WHAT IS REQUIRED —
Please set out all of the material below as a numbered list, leaving out any blank lines. Keep the pictures out of your answer.
>> start
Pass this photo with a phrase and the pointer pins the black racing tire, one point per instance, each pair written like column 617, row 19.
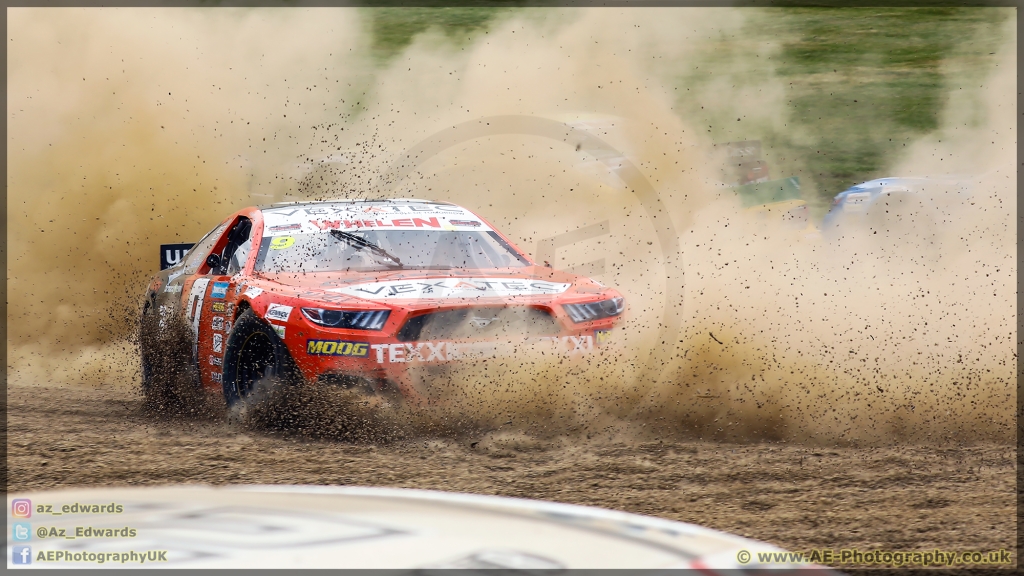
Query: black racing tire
column 254, row 352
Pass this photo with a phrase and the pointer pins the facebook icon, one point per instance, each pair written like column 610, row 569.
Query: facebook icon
column 22, row 554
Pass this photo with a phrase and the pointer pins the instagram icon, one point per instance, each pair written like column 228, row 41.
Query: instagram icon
column 20, row 507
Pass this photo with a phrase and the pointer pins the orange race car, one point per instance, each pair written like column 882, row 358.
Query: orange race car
column 357, row 292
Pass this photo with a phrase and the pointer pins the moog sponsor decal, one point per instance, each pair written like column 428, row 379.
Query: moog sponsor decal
column 337, row 347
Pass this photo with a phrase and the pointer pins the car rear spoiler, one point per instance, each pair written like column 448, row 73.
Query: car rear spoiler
column 171, row 254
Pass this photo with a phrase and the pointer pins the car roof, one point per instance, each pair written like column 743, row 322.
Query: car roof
column 354, row 201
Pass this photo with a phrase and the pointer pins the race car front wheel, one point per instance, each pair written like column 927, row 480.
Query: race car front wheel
column 255, row 361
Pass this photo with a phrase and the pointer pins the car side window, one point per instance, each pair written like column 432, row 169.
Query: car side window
column 238, row 238
column 197, row 255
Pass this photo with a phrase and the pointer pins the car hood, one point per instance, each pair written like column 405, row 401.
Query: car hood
column 404, row 287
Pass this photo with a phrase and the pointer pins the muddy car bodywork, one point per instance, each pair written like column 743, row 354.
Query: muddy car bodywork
column 368, row 326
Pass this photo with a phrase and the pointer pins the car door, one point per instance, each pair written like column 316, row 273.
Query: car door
column 217, row 295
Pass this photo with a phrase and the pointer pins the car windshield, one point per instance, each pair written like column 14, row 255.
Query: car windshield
column 324, row 251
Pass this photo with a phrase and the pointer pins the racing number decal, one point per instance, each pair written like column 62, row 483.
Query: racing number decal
column 282, row 242
column 194, row 307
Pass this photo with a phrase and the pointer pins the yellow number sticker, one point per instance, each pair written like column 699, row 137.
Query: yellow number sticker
column 282, row 242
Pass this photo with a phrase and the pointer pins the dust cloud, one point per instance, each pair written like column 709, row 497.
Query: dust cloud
column 781, row 336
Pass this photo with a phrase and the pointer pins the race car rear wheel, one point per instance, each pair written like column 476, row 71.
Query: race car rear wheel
column 255, row 361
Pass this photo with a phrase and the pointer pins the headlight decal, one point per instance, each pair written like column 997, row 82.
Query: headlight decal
column 595, row 311
column 348, row 319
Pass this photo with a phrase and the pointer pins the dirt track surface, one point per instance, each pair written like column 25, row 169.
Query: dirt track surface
column 909, row 498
>> end
EXERCISE RESULT —
1. Pass this photo with a phrase and the pointer pins the black racing tire, one point per instance, each pair written like column 617, row 19.
2. Query: black racing tire
3. column 254, row 352
4. Pass this photo with a phrase and the pointer pins the facebook icon, one point per instance, each pair written like column 610, row 569.
5. Query: facebook icon
6. column 22, row 554
7. Pass this photo with a phrase and the pointer pins the instagram icon, one point per instance, each pair written like column 228, row 41.
8. Query: instagram icon
9. column 20, row 507
10. Pass this photo with a phrase and the pointer pins the orange race car, one point per instance, each pair written like column 882, row 358.
11. Query: orange race car
12. column 357, row 292
13. Pass this photo with a phrase and the pointer pins the moog sponsor decal, one point per instance, each pair written like column 428, row 379.
14. Query: moog sponsor decal
15. column 337, row 347
16. Pass this photo with a phrase and the pointer pins the car rear spoiler, one point per instance, each pair written like column 448, row 73.
17. Query: car rear spoiler
18. column 171, row 254
19. Pass this photo with a phrase and the pointer pins the car roof, one point per instance, each pair written like column 743, row 322.
20. Query: car roof
21. column 354, row 201
22. Pass this photo with a phrase and the pointer pins the race car front wheel, one point per instance, each pair written like column 927, row 480.
23. Query: race car front wheel
24. column 255, row 361
25. Pass this photo with a phrase and the pointer pins the car side window, one point per instance, each pair written like column 432, row 169.
26. Query: car side window
27. column 238, row 238
28. column 197, row 255
29. Pass this photo with a phrase and the pointer pins the car hood, one point per instance, each pair written like column 405, row 401.
30. Query: car hood
31. column 404, row 287
32. Pass this photo with a phrase and the pointer pins the muddy car bodywork, one point per instance, each pair written like column 743, row 354.
33. Query: muddy car bodywork
34. column 368, row 326
35. Pass this photo with a phrase and the pointer pins the car door, one point per instance, each pair written like column 316, row 273.
36. Query: car door
37. column 217, row 295
38. Pass this photo with a phrase and the pointer pins the car windshield, one point per instance, each pair written like column 14, row 255.
39. Query: car windshield
40. column 324, row 251
41. Pass this photo with a phrase and the pointer pins the racing number decal, one point per instance, each pair written like column 62, row 483.
42. Query: racing number decal
43. column 282, row 242
44. column 194, row 307
45. Pass this photo with a phrase and the pointer pins the yellow number sticker, one point per instance, each pair written like column 699, row 137.
46. Query: yellow number sticker
47. column 282, row 242
48. Pass this photo with a phrase and the pointer pins the dust cloud, one point per instance, each pair written like column 709, row 497.
49. Query: dust cloud
50. column 781, row 336
51. Pass this photo with a phrase and the pointer pins the race car rear wheel, one point per instance, each pair written like column 476, row 71.
52. Query: race car rear wheel
53. column 255, row 361
54. Pass this photo with a phrase and the pointer pins the headlight decal, one point per instance, each pair written like column 997, row 82.
55. Query: headlight decal
56. column 595, row 311
57. column 348, row 319
58. Pass this photo with a phrase and the pointer pins the dirt track surface, one point per instance, each pair written like column 25, row 169.
59. Query: dirt track surface
60. column 909, row 498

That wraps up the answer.